The default backend is JAX, which is a high-performance numerical computing library
that we use for JIT compilation and GPU/TPU support. By default, JAX uses 32-bit
floating point precision, which leads to faster computation and lower memory overhead
but results in lower precision (~1e-6 precision). If you need precision at the
1e-16 level, set `use_x64=True`.

### Off-axis PSF options

- `use_jax`: Use JAX for computation. Default is `True`.
- `use_x64`: Use 64-bit floating point precision. Default is `False`.
- `x_symmetric`: Off-axis PSF is symmetric about the x-axis. Default is `True`.
- `y_symmetric`: Off-axis PSF is symmetric about the y-axis. Default is `False`.
- `cpu_cores`: Number of CPU cores to use. Default is `1`.
- `platform`: Computing platform to use for JAX computation. Options are `cpu`, `gpu`, `tpu`. Default is `cpu`.

Aim 1 ▸ For each statement below, say yes or no on whether it agrees with the JAX options text, and quote the deciding words from it: (a) By default, JAX uses 64-bit floating point precision. (b) The default for `y_symmetric` is `False`. (c) `gpu` is the default computing platform.
The JAX options text and the rows are unrelated.

Exercise materials ▸
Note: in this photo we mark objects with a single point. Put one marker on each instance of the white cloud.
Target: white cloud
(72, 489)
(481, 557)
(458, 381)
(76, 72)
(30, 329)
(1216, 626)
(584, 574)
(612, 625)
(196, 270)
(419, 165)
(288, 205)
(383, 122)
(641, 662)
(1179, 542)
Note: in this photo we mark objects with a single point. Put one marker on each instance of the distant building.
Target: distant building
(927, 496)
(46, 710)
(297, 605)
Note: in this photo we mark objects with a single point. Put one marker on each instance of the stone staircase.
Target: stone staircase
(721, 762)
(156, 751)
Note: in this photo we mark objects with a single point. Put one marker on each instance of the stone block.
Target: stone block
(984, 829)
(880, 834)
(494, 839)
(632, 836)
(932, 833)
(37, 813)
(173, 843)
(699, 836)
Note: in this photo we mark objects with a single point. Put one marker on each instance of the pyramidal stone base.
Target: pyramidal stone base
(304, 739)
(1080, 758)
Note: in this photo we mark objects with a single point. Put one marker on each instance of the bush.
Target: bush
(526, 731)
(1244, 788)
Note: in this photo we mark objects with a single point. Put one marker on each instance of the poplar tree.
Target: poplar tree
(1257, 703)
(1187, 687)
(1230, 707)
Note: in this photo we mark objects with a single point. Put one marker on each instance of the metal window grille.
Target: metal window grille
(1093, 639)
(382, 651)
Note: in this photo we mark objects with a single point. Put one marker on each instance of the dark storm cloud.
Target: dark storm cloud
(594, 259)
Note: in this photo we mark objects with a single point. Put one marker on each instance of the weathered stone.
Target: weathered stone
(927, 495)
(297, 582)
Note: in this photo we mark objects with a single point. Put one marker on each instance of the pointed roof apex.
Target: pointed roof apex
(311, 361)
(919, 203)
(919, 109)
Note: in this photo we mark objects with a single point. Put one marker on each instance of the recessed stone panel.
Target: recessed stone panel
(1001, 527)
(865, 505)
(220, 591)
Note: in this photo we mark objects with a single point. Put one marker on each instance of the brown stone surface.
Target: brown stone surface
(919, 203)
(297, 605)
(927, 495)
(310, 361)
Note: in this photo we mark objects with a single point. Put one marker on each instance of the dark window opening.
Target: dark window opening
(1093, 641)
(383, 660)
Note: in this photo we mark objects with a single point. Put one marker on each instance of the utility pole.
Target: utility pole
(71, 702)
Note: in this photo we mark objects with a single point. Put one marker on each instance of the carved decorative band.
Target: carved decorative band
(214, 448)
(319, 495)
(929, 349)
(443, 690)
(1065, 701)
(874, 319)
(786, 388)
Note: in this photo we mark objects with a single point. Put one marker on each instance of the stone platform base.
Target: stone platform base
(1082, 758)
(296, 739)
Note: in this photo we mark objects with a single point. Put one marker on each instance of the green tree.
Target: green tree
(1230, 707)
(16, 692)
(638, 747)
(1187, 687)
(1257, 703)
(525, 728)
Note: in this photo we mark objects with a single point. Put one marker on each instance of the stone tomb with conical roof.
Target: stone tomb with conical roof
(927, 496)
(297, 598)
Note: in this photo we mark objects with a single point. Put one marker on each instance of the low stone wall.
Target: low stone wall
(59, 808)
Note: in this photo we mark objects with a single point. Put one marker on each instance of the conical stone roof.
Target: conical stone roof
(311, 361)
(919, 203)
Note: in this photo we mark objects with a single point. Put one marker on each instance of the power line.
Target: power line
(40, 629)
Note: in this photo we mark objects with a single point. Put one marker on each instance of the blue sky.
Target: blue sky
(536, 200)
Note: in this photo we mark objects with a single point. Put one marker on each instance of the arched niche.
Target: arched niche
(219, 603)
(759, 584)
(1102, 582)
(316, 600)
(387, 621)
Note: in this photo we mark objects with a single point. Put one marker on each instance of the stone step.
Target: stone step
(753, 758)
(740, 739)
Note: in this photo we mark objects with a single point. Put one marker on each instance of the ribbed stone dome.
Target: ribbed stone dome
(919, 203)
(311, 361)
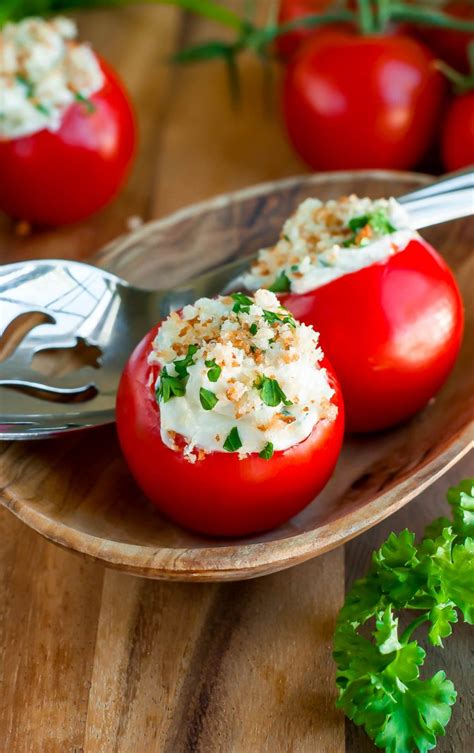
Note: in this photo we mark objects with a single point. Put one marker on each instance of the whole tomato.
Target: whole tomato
(457, 140)
(451, 45)
(291, 10)
(362, 101)
(58, 177)
(392, 332)
(221, 494)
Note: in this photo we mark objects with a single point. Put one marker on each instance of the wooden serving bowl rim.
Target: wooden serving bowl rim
(245, 559)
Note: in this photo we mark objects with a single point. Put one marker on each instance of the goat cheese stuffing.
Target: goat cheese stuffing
(43, 70)
(323, 241)
(238, 374)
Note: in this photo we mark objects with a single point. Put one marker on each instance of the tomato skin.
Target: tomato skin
(392, 332)
(219, 495)
(457, 140)
(58, 177)
(354, 102)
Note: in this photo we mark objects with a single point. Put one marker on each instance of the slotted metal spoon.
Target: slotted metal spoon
(79, 303)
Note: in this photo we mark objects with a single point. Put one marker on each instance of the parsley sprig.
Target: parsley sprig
(379, 676)
(376, 221)
(175, 386)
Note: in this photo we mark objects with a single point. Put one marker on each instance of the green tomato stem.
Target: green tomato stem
(423, 14)
(367, 23)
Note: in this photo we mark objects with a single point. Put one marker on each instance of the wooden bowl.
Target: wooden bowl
(77, 491)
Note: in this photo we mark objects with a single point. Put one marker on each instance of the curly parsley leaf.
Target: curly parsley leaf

Aim 2 ▸ Please format the rows from the line containing "serving bowl rim." through the last row as a numbered list, leaving out any blank lines.

Complete answer 1 ▸
(a) No: "By default, JAX uses 32-bit floating point precision"
(b) Yes: "`y_symmetric`: Off-axis PSF is symmetric about the y-axis. Default is `False`."
(c) No: "Options are `cpu`, `gpu`, `tpu`. Default is `cpu`."

Complete answer 2 ▸
1. Note: in this photo we mark objects with a single point. Put one marker on each instance of the wooden serving bowl rim.
2. Target: wooden serving bowl rim
3. (245, 559)
4. Note: in this photo we mark objects with a single point. Put one marker on each instance of the goat cheese stuffing.
5. Target: goat cheese stuffing
6. (43, 70)
7. (323, 241)
8. (238, 374)
9. Note: in this photo we mark objects with a single point. Put one marker on each instance of the tomato skin.
10. Target: tomato skin
11. (392, 332)
12. (219, 495)
13. (457, 140)
14. (58, 177)
15. (354, 102)
16. Note: in this photo we mark objects with a single point. Put one marker on each instance of the slotted metal spoon.
17. Target: slotted metal spoon
18. (79, 303)
19. Note: in this photo we mark objects with a single point. Put one marker on each instance of the parsley sprig.
20. Target: parsley sprig
21. (379, 676)
22. (376, 221)
23. (175, 386)
24. Note: in this photo we mark objects with a single point. Put one marker on each instance of the green tomato stem.
25. Target: green tomato stem
26. (423, 14)
27. (367, 23)
28. Note: in this photo we mark objects with a single point. Put one marker on each instance of the wooden bowl.
29. Target: wooden bowl
30. (77, 491)
31. Note: in this photo we mark objects with a single point. Put one marker on each instance of the curly parsley leaf.
32. Target: curly parsley leaf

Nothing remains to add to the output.